Unburdening ourselves online can feel radical and liberating. But is baring and sharing all as emancipatory as it seems?

by Firmin deBrabander + BIO

Former Democratic representative Anthony Wiener consults his Blackberry after the 2011 State of the Union address. Photo by Tom Williams/Roll Call/Getty

There’s a well-known contradiction in the way many of us behave online, which is this: we know we’re being watched all the time, and pay lip service to the evils of surveillance by Google and the government. But the bounds of what’s considered too personal, revealing or banal to be uploaded to an app or shared with a circle of social media ‘followers’ seems to shrink by the day. When faced with an abundance of digital toys that offer magical levels of connectivity and convenience, many of us succumb to a ‘giddy sense that privacy is kind of stupid’, as the writer Gary Shteyngart wrote in The New Yorker in 2013.

That’s not to say that social media curbs our self-awareness, or that our internet selves aren’t highly artificial and curated. Nor that people living in oppressive regimes, or as minorities in societies where they know they will be targeted, aren’t justifiably anxious about what they say online. But the point remains that digital media have radically transformed our conceptions of intimacy and shame, and they’ve done so in ways that are unpredictable and paradoxical.

I moan about the lack of privacy, for example, and yet I willingly and routinely trade it for convenience. I am no longer forced to take my chances on a restaurant and guess which one is best; Yelp will tell me and then escort me to its front door. I no longer run the risk of unforeseen delays on public transport; Google Maps will inform me of the fastest route to my destination, and, in a pinch, an Uber can get me there via any number of hidden by-roads. I no longer need to remember my friend’s birthdays; Facebook will nudge me, and invariably lure me to post an update to remind people I exist. To avail myself of these applications, all I have to do is make my location, habits and beliefs transparent to their parent companies whenever they choose to check in on me.

Required actions:
• a. Answer these questions from the privacy essay excerpt, one answer a line:
(i) Who wrote in The New Yorker in 2013 about a "giddy sense that privacy is kind of stupid"?
(ii) Which app does the writer say will nudge them about friends' birthdays?
(iii) Which app does the writer say will tell them the fastest route to a destination?
• b. For each statement, say yes or no depending on whether the privacy essay excerpt supports it, and quote the words that settle it.
(i) The writer says digital media have changed our ideas of intimacy and shame in predictable ways.
(ii) The writer willingly trades privacy for convenience.
(iii) The writer claims that social media curbs our self-awareness.
• c. Duplicate the passage of the privacy essay excerpt starting at "That’s not to" and ending at "unpredictable and paradoxical.".
The data here come from a separate source.

A few records:
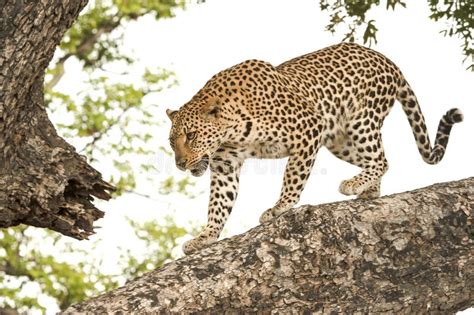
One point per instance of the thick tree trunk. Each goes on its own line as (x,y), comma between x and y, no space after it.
(43,181)
(406,253)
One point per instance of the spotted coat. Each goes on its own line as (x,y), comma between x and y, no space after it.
(336,97)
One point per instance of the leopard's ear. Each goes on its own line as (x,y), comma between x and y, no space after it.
(171,113)
(212,110)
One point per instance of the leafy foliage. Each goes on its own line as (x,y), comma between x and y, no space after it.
(110,120)
(458,15)
(29,268)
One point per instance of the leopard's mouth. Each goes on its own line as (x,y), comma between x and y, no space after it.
(200,167)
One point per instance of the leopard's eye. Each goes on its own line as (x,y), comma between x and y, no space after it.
(191,135)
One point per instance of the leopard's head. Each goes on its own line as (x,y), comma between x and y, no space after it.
(197,131)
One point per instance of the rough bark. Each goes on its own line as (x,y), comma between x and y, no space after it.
(406,253)
(43,181)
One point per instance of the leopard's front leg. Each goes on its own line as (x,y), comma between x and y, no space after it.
(225,170)
(297,171)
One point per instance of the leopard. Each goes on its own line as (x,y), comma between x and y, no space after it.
(336,97)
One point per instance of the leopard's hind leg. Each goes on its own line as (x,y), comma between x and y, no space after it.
(362,147)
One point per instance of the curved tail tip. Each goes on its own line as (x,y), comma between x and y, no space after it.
(454,115)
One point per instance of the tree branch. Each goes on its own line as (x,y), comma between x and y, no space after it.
(43,181)
(406,253)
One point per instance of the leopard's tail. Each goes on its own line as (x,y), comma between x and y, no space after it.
(431,155)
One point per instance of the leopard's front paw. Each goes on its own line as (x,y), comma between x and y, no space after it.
(351,187)
(370,193)
(267,216)
(195,244)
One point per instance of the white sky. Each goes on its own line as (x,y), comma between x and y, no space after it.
(209,37)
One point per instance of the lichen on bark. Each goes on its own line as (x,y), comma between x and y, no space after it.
(43,181)
(409,253)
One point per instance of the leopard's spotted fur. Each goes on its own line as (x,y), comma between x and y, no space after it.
(336,97)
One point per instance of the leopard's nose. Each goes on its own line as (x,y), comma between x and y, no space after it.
(181,164)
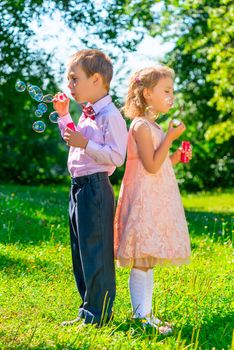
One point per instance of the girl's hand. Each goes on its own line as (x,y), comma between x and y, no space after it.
(188,153)
(74,138)
(176,156)
(174,133)
(61,106)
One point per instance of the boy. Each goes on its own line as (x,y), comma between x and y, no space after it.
(97,146)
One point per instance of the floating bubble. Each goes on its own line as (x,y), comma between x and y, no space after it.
(42,107)
(53,117)
(20,86)
(35,92)
(62,97)
(39,126)
(47,98)
(169,101)
(38,113)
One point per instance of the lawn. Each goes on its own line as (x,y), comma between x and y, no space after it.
(37,290)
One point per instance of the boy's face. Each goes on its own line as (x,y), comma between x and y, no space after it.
(82,88)
(161,97)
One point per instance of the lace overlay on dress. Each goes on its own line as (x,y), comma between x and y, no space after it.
(150,224)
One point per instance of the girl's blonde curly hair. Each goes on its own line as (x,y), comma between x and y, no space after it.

Solutions in order:
• a.
(i) Gary Shteyngart
(ii) Facebook
(iii) Google Maps

• b.
(i) No: "in ways that are unpredictable and paradoxical"
(ii) Yes: "I willingly and routinely trade it for convenience"
(iii) No: "That’s not to say that social media curbs our self-awareness"

• c.
That’s not to say that social media curbs our self-awareness, or that our internet selves aren’t highly artificial and curated. Nor that people living in oppressive regimes, or as minorities in societies where they know they will be targeted, aren’t justifiably anxious about what they say online. But the point remains that digital media have radically transformed our conceptions of intimacy and shame, and they’ve done so in ways that are unpredictable and paradoxical.